** start Task material **

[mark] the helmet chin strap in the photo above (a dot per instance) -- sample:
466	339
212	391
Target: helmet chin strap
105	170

** end Task material **

Copy out every line of the items above, adding -21 to each coordinate in the answers and leaving all other lines unchanged.

» Exercise result:
[mark] the helmet chin strap in the photo above (a dot per instance) -- sample:
466	339
212	391
Target: helmet chin strap
84	149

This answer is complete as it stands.